- Set problem
Put the entries below into a JSON list of strings, with one string per line and no blank lines.
[start Available data]
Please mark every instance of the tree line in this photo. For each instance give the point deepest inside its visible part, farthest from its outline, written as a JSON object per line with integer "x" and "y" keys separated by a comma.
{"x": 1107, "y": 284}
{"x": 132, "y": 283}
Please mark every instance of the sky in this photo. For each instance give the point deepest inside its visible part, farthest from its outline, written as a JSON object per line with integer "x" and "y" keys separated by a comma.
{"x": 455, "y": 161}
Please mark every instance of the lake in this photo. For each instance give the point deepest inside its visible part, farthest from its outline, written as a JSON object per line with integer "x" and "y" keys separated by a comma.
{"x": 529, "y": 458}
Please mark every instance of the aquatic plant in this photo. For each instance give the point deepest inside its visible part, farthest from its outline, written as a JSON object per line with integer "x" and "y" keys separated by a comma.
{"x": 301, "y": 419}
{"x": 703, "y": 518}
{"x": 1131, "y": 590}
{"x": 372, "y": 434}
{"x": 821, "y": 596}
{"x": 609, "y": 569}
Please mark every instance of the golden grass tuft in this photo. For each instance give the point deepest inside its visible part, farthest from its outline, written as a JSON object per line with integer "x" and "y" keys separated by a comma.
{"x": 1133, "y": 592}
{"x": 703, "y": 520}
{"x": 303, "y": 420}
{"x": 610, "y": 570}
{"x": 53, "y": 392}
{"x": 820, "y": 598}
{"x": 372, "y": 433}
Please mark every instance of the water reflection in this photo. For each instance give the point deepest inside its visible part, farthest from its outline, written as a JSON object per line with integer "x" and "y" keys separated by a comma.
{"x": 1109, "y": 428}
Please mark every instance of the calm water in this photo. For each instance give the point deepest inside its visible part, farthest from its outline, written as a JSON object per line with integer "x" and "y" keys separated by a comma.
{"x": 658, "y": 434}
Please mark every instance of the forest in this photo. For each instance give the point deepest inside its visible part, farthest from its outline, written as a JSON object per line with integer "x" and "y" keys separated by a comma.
[end Available data]
- Task response
[
  "Please mark every instance of the tree line in this photo. For each instance give the point deepest inside its visible part, farthest from its outline, written as a JSON object per line with integer \"x\" and \"y\" keys separated by a comma.",
  "{\"x\": 1107, \"y\": 284}",
  "{\"x\": 132, \"y\": 283}",
  "Please mark every instance of the sky in this photo. For each instance give the point deepest inside its visible part, farthest from its outline, written as a JSON object per line with integer \"x\" and \"y\" keys separated by a comma.",
  "{\"x\": 455, \"y\": 161}",
  "Please mark every instance of the lake in this photo. For each instance give the point deepest inside its visible part, farthest from its outline, written as a JSON object per line with integer \"x\" and \"y\" keys separated by a comma.",
  "{\"x\": 529, \"y\": 458}",
  "Please mark every instance of the aquatic plant in this photo. For each instance give the point deepest inside its visible part, farthest from its outline, written as a JSON object per line with integer \"x\" and \"y\" keys separated by a comma.",
  "{\"x\": 301, \"y\": 419}",
  "{\"x\": 703, \"y\": 518}",
  "{\"x\": 1131, \"y\": 590}",
  "{\"x\": 372, \"y\": 434}",
  "{\"x\": 821, \"y\": 596}",
  "{\"x\": 609, \"y\": 569}",
  "Please mark every instance of the golden grass tuft in this photo. For each instance give the point deepest inside its visible part, farthest from its outline, written as a JSON object per line with integer \"x\" and \"y\" keys separated by a comma.",
  "{\"x\": 1133, \"y\": 592}",
  "{\"x\": 703, \"y\": 520}",
  "{\"x\": 303, \"y\": 420}",
  "{\"x\": 610, \"y\": 570}",
  "{\"x\": 53, \"y\": 392}",
  "{\"x\": 820, \"y\": 598}",
  "{\"x\": 372, \"y\": 433}",
  "Please mark every instance of the water reflection in this photo. For each instance give the point deepest inside its visible part, farthest from its outline, written as a JSON object per line with integer \"x\" and \"y\" keys separated by a comma.",
  "{\"x\": 1109, \"y\": 428}",
  "Please mark every instance of the calm water in this photo. For each instance give the point deepest inside its visible part, farthest from its outline, written as a JSON object per line with integer \"x\" and \"y\" keys separated by a comma.",
  "{\"x\": 658, \"y\": 434}",
  "Please mark every instance of the forest in this photo. For each instance give the point deepest inside its visible part, farthest from its outline, written as a JSON object per line with integer \"x\" and \"y\" keys separated by a comma."
]